------ TEXTE

Viser le tracking et non la pliance

Dans la théorie des cadres relationnels, on s’intéresse beaucoup aux comportements gouvernés par des instructions. L’instruction, aussi appelée règle verbale, peut être suivie en raison des conséquences directes du comportement, c’est-à-dire des conséquences émanant de l’environnement physique. On parle alors de tracking pour désigner ces comportements (de l’anglais to track, suivre, surveiller), et de track pour désigner ce type de règle.

Par exemple, si vous suivez la règle « en prenant appui sur sa jambe dominante on a plus de force pour taper le ballon », vous serez renforcée par les conséquences directes de votre comportement, c’est-à-dire que vous constaterez de vous-même que vous tapez le ballon plus fort. On retrouve souvent ce type de règle verbale dans les recettes de cuisine, par exemple « mélangez la farine et le lait jusqu’à obtenir un pâte homogène ». Ici, la règle demande de surveiller son environnement, et la conséquence d’appliquer la règle n’est pas médiatisée par quelqu’un. La conséquence d’appliquer la règle provient directement de l’environnement (ici, un bon gâteau).

A l’inverse, une règle verbale peut être suivie en raison des conséquences médiatisées socialement pour le comportement concerné. Le comportement qui résulte du suivi de ce type de règle est appelé pliance (comme dans compliance), et la règle est appelée ply. Les pliances sont renforcées par quelqu’un pour le simple fait d’avoir suivi la règle. Par exemple, l’instruction « Défense de stationner sous peine d’enlèvement par la fourrière » est une règle dont la conséquence sera délivrée par un tiers en fonction du suivi ou du non suivi de la règle. Si vous êtes le dernier être humain sur terre, vous pouvez stationner ici, il ne se passera rien. Si vous êtes le dernier humain sur terre et que vous ne mélangez pas la farine et le lait jusqu’à obtenir une pâte homogène, votre gâteau sera immangeable.

En thérapie, on cherche à gagner en flexibilité psychologique, c’est-à-dire à augmenter la variété des comportements en présence d’émotions et de pensées. Quand une thérapeute propose un exercice à un patient, par exemple un exercice d’acceptation ou de défusion, l’objectif est de faire expérimenter une nouvelle façon de se comporter en présence de l’émotion et/ou de la pensée qui posent problème, afin de disposer d’une plus large palette de comportements parmi lesquels choisir en fonction du contexte et des buts. Les exercices n’ont pas vocation à apaiser les émotions ou faire disparaître les pensées difficiles. Ils dirigent l’attention du patient vers ce qu’il obtient de différent en se comportant différemment, afin qu’il trouve la façon la plus utile pour lui en fonction de chaque contexte. En quelques sortes, les exercices dans l’ACT constituent un (ré)apprentissage de l’expérimentation comportementale et de la surveillance des résultats de ces expérimentations.

------------
------ JEU DE DONNÉES

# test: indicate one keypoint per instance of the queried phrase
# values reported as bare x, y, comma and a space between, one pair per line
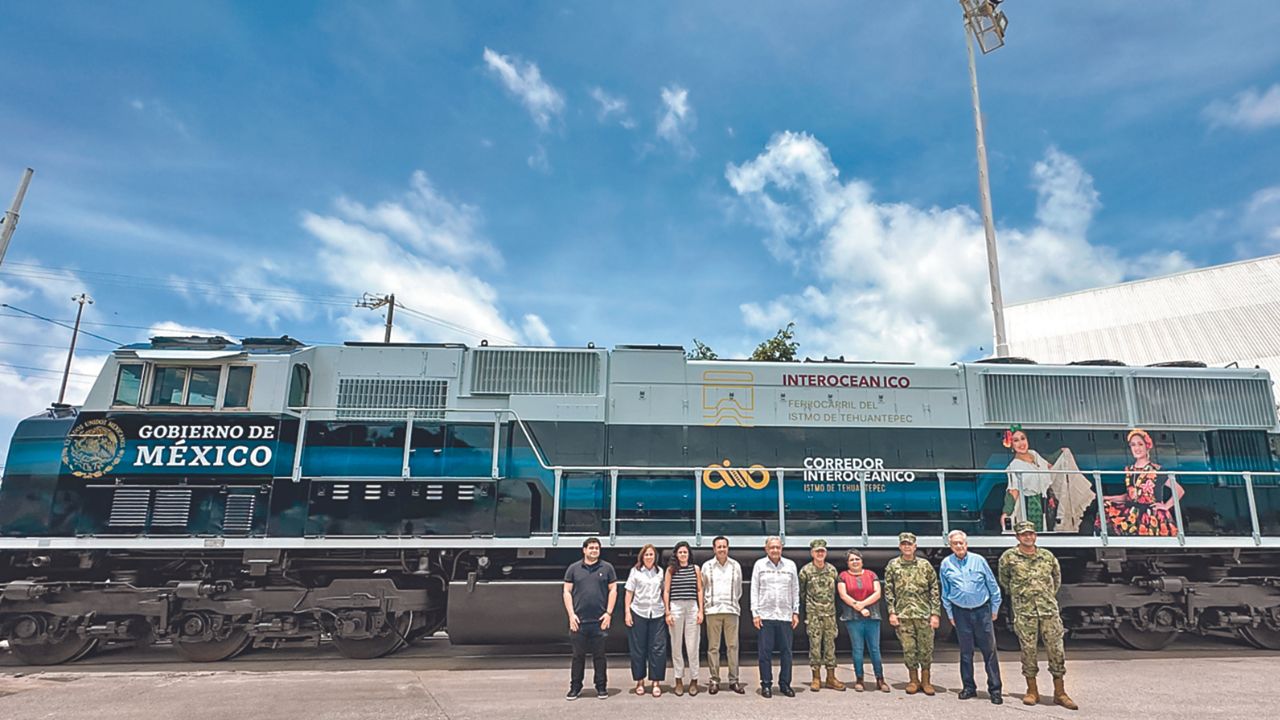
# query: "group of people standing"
676, 601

------------

Répondez à ces questions sur le texte consacré au tracking et à la pliance.
(a) Comment appelle-t-on une règle suivie en raison des conséquences directes du comportement ?
(b) Que devient le gâteau du dernier humain sur terre s'il ne mélange pas la farine et le lait jusqu'à obtenir une pâte homogène ?
(c) Quels deux types d'exercice une thérapeute peut-elle proposer à un patient, d'après les exemples donnés ?
Ce matériel n'a aucun lien avec le texte.

(a) On appelle ce type de règle un track.
(b) Son gâteau sera immangeable.
(c) Elle peut proposer un exercice d'acceptation ou un exercice de défusion.